Exercise aim:
Please turn the entire listing below into a numbered list, leaving out any blank lines.

Rows from a pointing dataset
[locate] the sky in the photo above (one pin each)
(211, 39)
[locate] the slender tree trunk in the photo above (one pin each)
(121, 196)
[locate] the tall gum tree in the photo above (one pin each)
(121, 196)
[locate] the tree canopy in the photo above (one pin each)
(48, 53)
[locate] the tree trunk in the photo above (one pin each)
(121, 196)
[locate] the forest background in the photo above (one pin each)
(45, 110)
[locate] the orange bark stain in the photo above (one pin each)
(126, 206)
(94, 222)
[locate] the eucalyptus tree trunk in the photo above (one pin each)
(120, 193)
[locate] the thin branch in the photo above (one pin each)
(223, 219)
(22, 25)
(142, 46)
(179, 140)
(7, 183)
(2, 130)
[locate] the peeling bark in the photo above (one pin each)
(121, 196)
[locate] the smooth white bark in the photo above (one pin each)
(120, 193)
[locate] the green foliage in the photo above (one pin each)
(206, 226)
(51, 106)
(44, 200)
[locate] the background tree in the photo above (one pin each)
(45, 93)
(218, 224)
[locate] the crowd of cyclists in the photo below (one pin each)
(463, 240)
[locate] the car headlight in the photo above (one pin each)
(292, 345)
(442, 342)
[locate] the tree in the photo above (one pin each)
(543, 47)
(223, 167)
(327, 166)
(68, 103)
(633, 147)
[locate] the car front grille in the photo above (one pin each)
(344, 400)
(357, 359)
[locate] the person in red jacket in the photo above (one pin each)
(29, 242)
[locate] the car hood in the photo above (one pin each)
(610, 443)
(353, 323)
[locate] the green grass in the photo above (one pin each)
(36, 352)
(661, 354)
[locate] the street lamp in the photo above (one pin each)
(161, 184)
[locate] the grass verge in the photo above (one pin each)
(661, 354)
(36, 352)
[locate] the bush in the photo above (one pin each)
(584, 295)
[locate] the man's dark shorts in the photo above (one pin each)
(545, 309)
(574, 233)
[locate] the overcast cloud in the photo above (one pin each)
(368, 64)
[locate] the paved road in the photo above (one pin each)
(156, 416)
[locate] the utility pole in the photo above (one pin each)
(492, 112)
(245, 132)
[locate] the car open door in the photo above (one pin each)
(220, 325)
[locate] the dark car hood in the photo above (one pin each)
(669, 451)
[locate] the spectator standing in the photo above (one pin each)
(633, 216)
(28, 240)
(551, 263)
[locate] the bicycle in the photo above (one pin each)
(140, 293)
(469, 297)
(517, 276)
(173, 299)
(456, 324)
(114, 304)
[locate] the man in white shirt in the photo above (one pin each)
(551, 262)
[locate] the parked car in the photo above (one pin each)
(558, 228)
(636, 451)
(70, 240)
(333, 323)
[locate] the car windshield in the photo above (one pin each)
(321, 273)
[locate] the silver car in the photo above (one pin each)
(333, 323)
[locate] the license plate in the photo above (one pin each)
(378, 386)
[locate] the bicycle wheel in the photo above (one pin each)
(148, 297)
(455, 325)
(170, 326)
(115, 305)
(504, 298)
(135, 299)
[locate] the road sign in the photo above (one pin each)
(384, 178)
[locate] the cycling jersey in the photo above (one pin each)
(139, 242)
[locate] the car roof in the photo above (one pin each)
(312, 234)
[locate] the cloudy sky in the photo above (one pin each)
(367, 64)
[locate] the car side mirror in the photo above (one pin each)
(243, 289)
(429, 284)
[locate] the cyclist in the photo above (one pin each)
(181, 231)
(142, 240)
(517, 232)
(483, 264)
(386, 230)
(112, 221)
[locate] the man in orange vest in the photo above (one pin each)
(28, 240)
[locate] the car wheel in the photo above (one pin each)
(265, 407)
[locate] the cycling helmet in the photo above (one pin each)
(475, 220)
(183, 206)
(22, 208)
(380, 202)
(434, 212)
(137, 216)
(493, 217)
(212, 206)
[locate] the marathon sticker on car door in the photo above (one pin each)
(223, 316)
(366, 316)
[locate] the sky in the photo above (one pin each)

Task solution:
1. [locate] the sky in the photo above (one pin each)
2. (211, 39)
3. [locate] the slender tree trunk in the photo above (one pin each)
4. (121, 196)
5. [locate] the tall gum tree in the photo above (one pin each)
6. (121, 196)
7. [locate] the tree canopy in the photo above (one pin each)
8. (48, 53)
9. [locate] the tree trunk in the photo above (one pin each)
10. (121, 196)
11. [locate] the forest background in the photo above (one pin each)
12. (45, 110)
13. [locate] the orange bark stain in the photo above (one pin each)
14. (126, 206)
15. (94, 222)
16. [locate] the eucalyptus tree trunk in the photo above (one pin each)
17. (120, 193)
18. [locate] the thin branch in the photo above (one pin each)
19. (223, 219)
20. (22, 25)
21. (142, 46)
22. (179, 140)
23. (7, 183)
24. (2, 130)
25. [locate] the peeling bark in the photo above (one pin each)
26. (121, 196)
27. [locate] the smooth white bark in the photo above (one pin each)
28. (120, 193)
29. [locate] the green foliage in the photo above (one pin each)
30. (206, 226)
31. (51, 106)
32. (44, 200)
33. [locate] the background tree in the photo above (one pin each)
34. (45, 93)
35. (218, 224)
36. [locate] the crowd of cyclists in the photo below (one pin each)
37. (463, 240)
38. [locate] the car headlight in the photo above (one pin each)
39. (292, 345)
40. (442, 342)
41. [locate] the tree in the photo above (one pin each)
42. (543, 47)
43. (223, 167)
44. (327, 166)
45. (68, 103)
46. (633, 147)
47. [locate] the car front grille in the photo above (one pin each)
48. (344, 400)
49. (357, 359)
50. [locate] the person in red jacket in the photo above (one pin each)
51. (29, 242)
52. [locate] the car hood in the photo above (one pin each)
53. (610, 443)
54. (353, 323)
55. [locate] the green grass in the photo above (one pin each)
56. (36, 352)
57. (661, 354)
58. [locate] the street lamp in the photo above (one pin each)
59. (161, 184)
60. [locate] the grass verge in the photo above (one pin each)
61. (661, 354)
62. (36, 352)
63. [locate] the bush in the photo above (one pin each)
64. (584, 295)
65. [locate] the man's dark shorts in the photo above (one pin each)
66. (545, 309)
67. (574, 233)
68. [locate] the overcast cloud in the photo above (one pin each)
69. (368, 64)
70. [locate] the paved road in the photo above (one pin each)
71. (156, 416)
72. [locate] the utility pole in the photo above (one pin each)
73. (492, 112)
74. (245, 132)
75. [locate] the car open door in the photo above (one pin each)
76. (220, 325)
77. [locate] the dark car hood in the photo above (one pin each)
78. (669, 451)
79. [locate] the spectator standing in the photo above (one pin each)
80. (633, 216)
81. (28, 240)
82. (551, 263)
83. [locate] the bicycle in the photo above (one pin each)
84. (140, 293)
85. (469, 297)
86. (517, 276)
87. (173, 299)
88. (456, 324)
89. (114, 304)
90. [locate] the man in white shirt in the photo above (one pin each)
91. (551, 262)
92. [locate] the parked car in the photo above (one pin each)
93. (558, 228)
94. (636, 451)
95. (70, 240)
96. (333, 323)
97. [locate] the car windshield in the photo above (one pin each)
98. (321, 273)
99. [locate] the silver car in the photo above (one pin each)
100. (333, 323)
101. [locate] the license plate in the photo above (one pin each)
102. (378, 386)
103. [locate] the bicycle wheel in the photo above (one pin each)
104. (148, 297)
105. (455, 325)
106. (170, 326)
107. (115, 305)
108. (504, 298)
109. (135, 299)
110. [locate] the road sign in the photo above (one pin each)
111. (384, 178)
112. [locate] the cycling jersey in the photo above (one pin each)
113. (139, 242)
114. [locate] the car roof in the photo above (one pin each)
115. (312, 234)
116. [locate] the cloudy sky in the photo above (one pin each)
117. (367, 64)
118. [locate] the car side mirror in the photo above (one pin each)
119. (243, 289)
120. (429, 284)
121. [locate] the cyclist in the photo above (one pin each)
122. (181, 231)
123. (142, 240)
124. (517, 232)
125. (483, 264)
126. (386, 230)
127. (112, 221)
128. [locate] the man in orange vest in the photo above (one pin each)
129. (28, 240)
130. [locate] the car wheel in the photo above (one pin each)
131. (265, 407)
132. [locate] the cycling helmet in the photo above (one pin each)
133. (475, 220)
134. (183, 206)
135. (22, 208)
136. (380, 202)
137. (434, 212)
138. (137, 216)
139. (493, 217)
140. (212, 206)
141. [locate] the marathon sticker on car door in the photo above (one pin each)
142. (223, 316)
143. (366, 316)
144. [locate] the sky in the photo above (one pin each)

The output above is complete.